• Estratto della pagina:
Promosso il sonoro, che alterna a temi maestosi ed incalzanti, necessari per le scene di particolare pathos, arie più chete ma altrettanto inquietanti durante le esplorazioni. Gli effetti sonori sono per lo più ben ricreati, salvo forse il rumore del motore delle automobili (ci é sembrato un po' troppo “acuto”); ottimi i doppiaggi in Italiano.
Come si intuisce dalla descrizione poco edificante del sistema di controllo, la giocabilità non é esattamente il punto di forza del titolo: il collage di generi differenti, nessuno dei quali realizzato ad altissimi livelli, é indubbiamente sconcertante e fastidioso, sebbene il tutorial in-game garantisca, almeno nelle fasi iniziali di gioco, tutte le indicazioni per svolgere le varie fasi correttamente. I nemici, escludendo i boss, si limitano fondamentalmente a tre tipi: quelli piccoli abbattibili con la pistola, quelli umanoidi che devono essere obbligatoriamente bruciati, e le pozze di oscurità da illuminare per farle ritrarre. Per tutti l'intelligenza artificiale é piuttosto elementare, e solo per i secondi si limita a prevedere qualche traiettoria di “fuga” nel momento in cui adoperate il fuoco.

• Voci elencate:
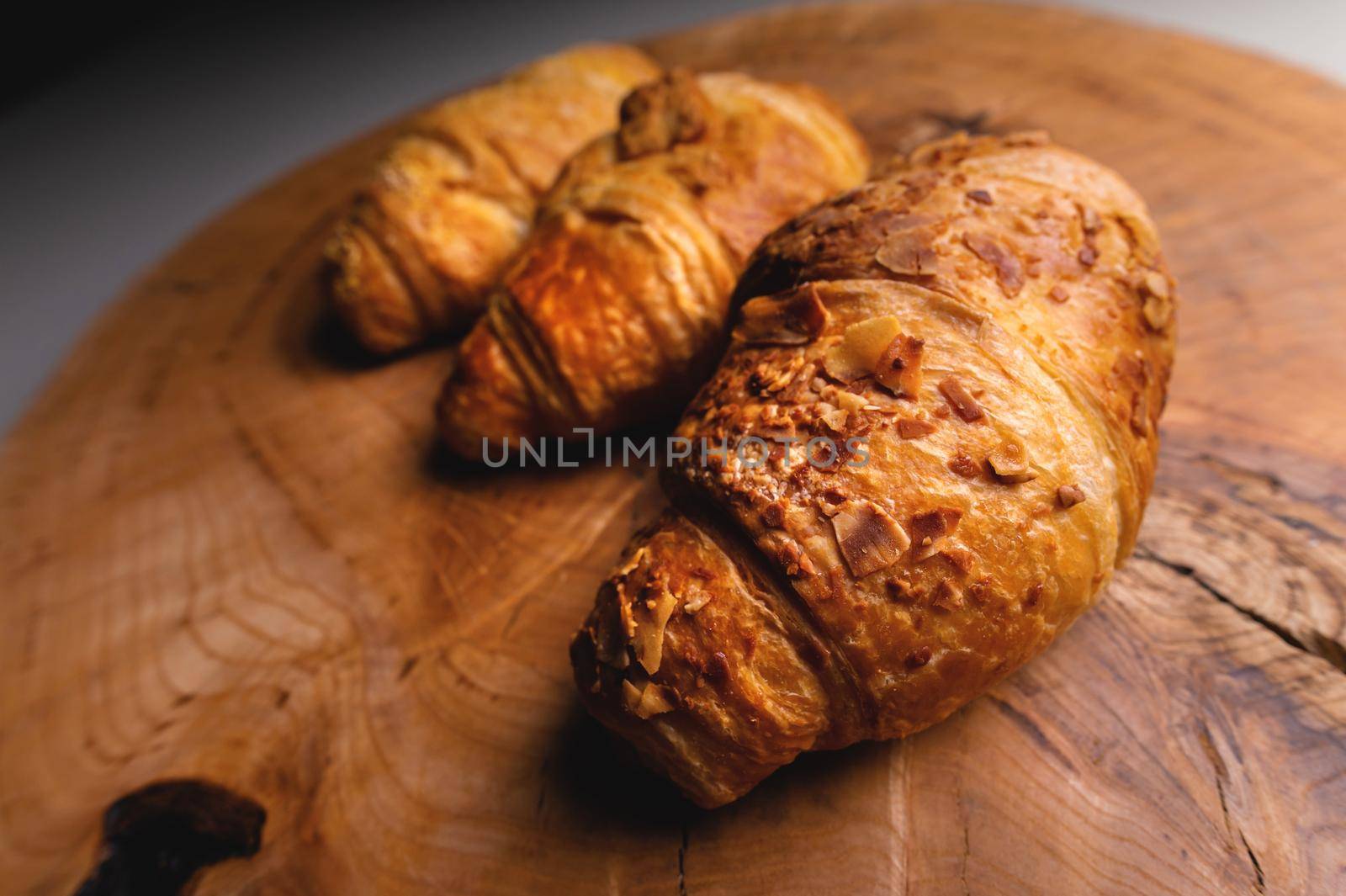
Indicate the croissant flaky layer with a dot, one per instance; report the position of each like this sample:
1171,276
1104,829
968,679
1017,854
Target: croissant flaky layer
616,305
979,343
454,197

• Consegna: Estrai dalla recensione il passo che comincia con "Promosso il sonoro, che" e prosegue fino a "doppiaggi in Italiano.", copiandolo senza alcuna modifica. Le voci non hanno alcun ruolo in questo lavoro.

• Risposta:
Promosso il sonoro, che alterna a temi maestosi ed incalzanti, necessari per le scene di particolare pathos, arie più chete ma altrettanto inquietanti durante le esplorazioni. Gli effetti sonori sono per lo più ben ricreati, salvo forse il rumore del motore delle automobili (ci é sembrato un po' troppo “acuto”); ottimi i doppiaggi in Italiano.